> [The task]
Copy the records exactly, every one of them.

> [Dataset]
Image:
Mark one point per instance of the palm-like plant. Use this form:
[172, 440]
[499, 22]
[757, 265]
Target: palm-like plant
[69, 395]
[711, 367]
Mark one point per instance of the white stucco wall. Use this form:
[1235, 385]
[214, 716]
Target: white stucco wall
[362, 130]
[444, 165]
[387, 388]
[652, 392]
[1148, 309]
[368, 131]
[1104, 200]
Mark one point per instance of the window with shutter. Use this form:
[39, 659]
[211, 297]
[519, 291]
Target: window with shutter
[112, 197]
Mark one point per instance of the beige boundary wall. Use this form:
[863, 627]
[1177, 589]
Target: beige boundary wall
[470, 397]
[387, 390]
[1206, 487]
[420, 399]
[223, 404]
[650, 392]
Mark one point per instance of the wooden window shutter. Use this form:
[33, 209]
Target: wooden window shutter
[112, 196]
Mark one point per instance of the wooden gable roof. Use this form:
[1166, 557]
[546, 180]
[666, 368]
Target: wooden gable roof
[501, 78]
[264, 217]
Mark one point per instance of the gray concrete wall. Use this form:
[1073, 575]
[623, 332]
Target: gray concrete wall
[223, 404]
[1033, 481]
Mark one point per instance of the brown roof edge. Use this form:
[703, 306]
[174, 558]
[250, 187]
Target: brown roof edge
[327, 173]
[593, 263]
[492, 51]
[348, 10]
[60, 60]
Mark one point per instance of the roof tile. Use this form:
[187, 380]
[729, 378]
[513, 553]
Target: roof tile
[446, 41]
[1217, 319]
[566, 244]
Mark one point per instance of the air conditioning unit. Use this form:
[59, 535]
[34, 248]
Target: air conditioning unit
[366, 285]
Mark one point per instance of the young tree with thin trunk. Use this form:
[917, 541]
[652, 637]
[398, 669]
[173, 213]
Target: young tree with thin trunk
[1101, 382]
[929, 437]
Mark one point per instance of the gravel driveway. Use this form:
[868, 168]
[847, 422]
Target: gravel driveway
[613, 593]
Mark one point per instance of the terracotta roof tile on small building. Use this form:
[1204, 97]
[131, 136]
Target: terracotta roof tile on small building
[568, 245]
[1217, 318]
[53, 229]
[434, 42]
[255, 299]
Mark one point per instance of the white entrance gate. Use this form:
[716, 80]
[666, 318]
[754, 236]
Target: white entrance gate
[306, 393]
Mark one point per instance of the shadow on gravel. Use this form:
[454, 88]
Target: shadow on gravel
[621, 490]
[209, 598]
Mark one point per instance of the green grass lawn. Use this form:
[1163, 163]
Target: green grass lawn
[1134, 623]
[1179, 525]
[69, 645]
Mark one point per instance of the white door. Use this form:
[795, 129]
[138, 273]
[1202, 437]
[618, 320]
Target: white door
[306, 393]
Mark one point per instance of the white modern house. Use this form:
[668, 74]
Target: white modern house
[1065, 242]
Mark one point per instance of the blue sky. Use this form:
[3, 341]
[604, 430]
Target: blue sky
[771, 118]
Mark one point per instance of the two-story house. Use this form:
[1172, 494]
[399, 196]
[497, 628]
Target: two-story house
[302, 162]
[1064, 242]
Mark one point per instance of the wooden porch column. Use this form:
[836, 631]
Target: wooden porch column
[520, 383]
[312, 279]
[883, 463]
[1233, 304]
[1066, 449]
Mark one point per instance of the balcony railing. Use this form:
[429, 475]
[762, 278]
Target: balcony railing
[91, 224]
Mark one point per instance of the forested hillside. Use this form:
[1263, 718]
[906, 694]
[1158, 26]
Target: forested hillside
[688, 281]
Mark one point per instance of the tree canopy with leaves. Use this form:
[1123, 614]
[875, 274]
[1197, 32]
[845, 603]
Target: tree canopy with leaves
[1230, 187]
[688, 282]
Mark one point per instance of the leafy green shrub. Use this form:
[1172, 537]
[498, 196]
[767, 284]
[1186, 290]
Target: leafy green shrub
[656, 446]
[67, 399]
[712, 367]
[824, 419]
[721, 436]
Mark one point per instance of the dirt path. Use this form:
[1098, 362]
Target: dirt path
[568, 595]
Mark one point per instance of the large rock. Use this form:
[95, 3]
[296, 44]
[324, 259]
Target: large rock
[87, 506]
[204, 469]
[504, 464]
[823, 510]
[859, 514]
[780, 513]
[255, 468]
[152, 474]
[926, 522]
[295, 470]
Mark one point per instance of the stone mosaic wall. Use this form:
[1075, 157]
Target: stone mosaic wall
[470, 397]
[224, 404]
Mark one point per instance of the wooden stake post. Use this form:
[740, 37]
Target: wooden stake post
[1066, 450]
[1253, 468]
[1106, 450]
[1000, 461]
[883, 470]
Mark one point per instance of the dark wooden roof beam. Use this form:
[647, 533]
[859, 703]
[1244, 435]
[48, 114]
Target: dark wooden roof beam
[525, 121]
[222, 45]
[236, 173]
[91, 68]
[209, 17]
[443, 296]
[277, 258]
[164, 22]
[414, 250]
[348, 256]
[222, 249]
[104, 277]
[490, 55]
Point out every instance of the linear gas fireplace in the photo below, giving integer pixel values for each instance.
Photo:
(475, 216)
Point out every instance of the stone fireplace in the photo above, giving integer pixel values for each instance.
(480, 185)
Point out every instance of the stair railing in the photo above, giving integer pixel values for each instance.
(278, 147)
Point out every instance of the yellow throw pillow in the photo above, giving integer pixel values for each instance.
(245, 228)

> [Your response]
Image:
Mark one point per instance of the palm-like plant. Use this form:
[172, 440]
[499, 22]
[757, 265]
Target: palm-like plant
[69, 395]
[711, 367]
Mark one point per instance of the white stucco wall. Use this form:
[1235, 385]
[214, 716]
Target: white stucco wall
[362, 130]
[444, 165]
[387, 388]
[652, 392]
[1148, 309]
[368, 131]
[1104, 200]
Mark one point per instance of the window with shutter. Use this form:
[39, 659]
[211, 297]
[519, 291]
Target: window with shutter
[112, 197]
Mark one point per instance of the beige boundary wall. Use this form:
[863, 627]
[1177, 589]
Target: beige boundary wall
[470, 397]
[387, 390]
[1206, 487]
[420, 399]
[223, 404]
[650, 392]
Mark one point per instance of the wooden window shutter. Use this form:
[33, 209]
Target: wooden window shutter
[112, 196]
Mark one point per instance of the wooden gable roof. Use this form:
[1166, 557]
[546, 180]
[666, 368]
Target: wooden gable roof
[501, 78]
[264, 217]
Mark one point per instance of the gray concrete wall. Use this form:
[1073, 575]
[623, 332]
Target: gray concrete wall
[223, 404]
[1033, 481]
Mark one point per instance of the brown roof edge. Use this form:
[703, 306]
[174, 558]
[250, 187]
Target: brown roof edge
[327, 173]
[593, 263]
[492, 51]
[348, 10]
[60, 60]
Mark one point per instance of the roof tile. Use this form:
[187, 380]
[729, 378]
[513, 553]
Target: roof tile
[446, 41]
[1217, 319]
[566, 244]
Mark one point per instance of the air conditioning unit. Use this form:
[59, 535]
[34, 248]
Target: air conditioning unit
[366, 285]
Mark one point per instance of the young tree with thin trunk. Use this form:
[917, 541]
[652, 637]
[398, 669]
[173, 213]
Target: young tree with thin trunk
[1101, 382]
[929, 437]
Mark one point per instance of the gravel driveway. Use this form:
[868, 168]
[847, 422]
Target: gravel driveway
[613, 593]
Mark one point per instance of the terracotta roof tile on small building. Use this form:
[1204, 97]
[131, 136]
Target: terracotta roof tile on small building
[568, 245]
[1217, 318]
[53, 229]
[434, 42]
[255, 299]
Mark one point per instance of the white entrance gate. Use this form:
[716, 80]
[666, 318]
[754, 236]
Target: white entrance gate
[306, 393]
Mark one point per instance of the shadow on gravel. Use this form:
[454, 88]
Target: shadow on gravel
[621, 490]
[209, 598]
Mark one point per instance of the green grass lawn. Use this form:
[1163, 163]
Target: green grass lawn
[1134, 623]
[1179, 525]
[69, 645]
Mark one point per instance of the white door. Use this form:
[795, 129]
[138, 273]
[1202, 437]
[618, 320]
Target: white door
[306, 393]
Mark one point per instance of the white modern house. Use this form:
[668, 74]
Target: white modern house
[1065, 242]
Mark one point per instance of the blue sky. Use this form:
[3, 341]
[604, 430]
Target: blue sky
[771, 118]
Mark one point per instance of the two-story house. Use this form:
[1172, 494]
[399, 196]
[497, 628]
Target: two-story house
[302, 162]
[1064, 242]
Mark one point per instance of the wooden porch column. Use this form:
[836, 631]
Target: wooden porch column
[520, 383]
[312, 279]
[883, 463]
[1233, 304]
[1066, 449]
Mark one point per instance of the balcony railing. Use this form:
[429, 475]
[762, 278]
Target: balcony railing
[91, 224]
Mark one point per instance of the forested hillside. Use this form:
[1263, 718]
[906, 694]
[1158, 26]
Target: forested hillside
[688, 281]
Mark one point per instance of the tree canopy with leaves. Use this form:
[1123, 614]
[875, 274]
[1197, 32]
[845, 603]
Target: tree canopy with leaves
[1230, 187]
[688, 282]
Mark one point per instance of the leafy green shrub. Use this form:
[1172, 537]
[498, 196]
[767, 284]
[1186, 290]
Target: leafy green shrub
[656, 446]
[67, 399]
[712, 367]
[824, 419]
[721, 436]
Mark one point per instance of the dirt path. Use this form:
[1098, 362]
Target: dirt path
[568, 595]
Mark one point per instance of the large rock. Use this form:
[95, 3]
[296, 44]
[324, 259]
Target: large rock
[87, 506]
[204, 469]
[504, 464]
[823, 510]
[859, 514]
[780, 513]
[255, 468]
[152, 474]
[926, 522]
[295, 470]
Mark one point per instance of the stone mosaic wall. Use this form:
[1075, 157]
Target: stone mosaic wall
[470, 397]
[224, 404]
Mark one point per instance of the wooden stake post. Use this form:
[740, 37]
Target: wooden stake post
[1066, 450]
[1253, 468]
[1106, 450]
[1000, 461]
[883, 470]
Mark one point per instance of the dark wooden roof beam. Use this form:
[647, 533]
[859, 703]
[1244, 435]
[48, 114]
Target: dark wooden roof beam
[525, 121]
[222, 45]
[236, 173]
[91, 68]
[209, 17]
[443, 296]
[277, 258]
[164, 22]
[414, 250]
[348, 256]
[222, 249]
[104, 277]
[490, 55]
Point out every instance of the linear gas fireplace in the photo below, giving integer pixel values for each instance.
Photo:
(475, 216)
Point out every instance of the stone fireplace in the photo above, giving integer pixel values for each instance.
(480, 185)
Point out every instance of the stair railing in the photo above, giving integer pixel values for each instance.
(278, 147)
Point out every instance of the yellow throw pillow in the photo above, giving integer pixel values for each instance.
(245, 228)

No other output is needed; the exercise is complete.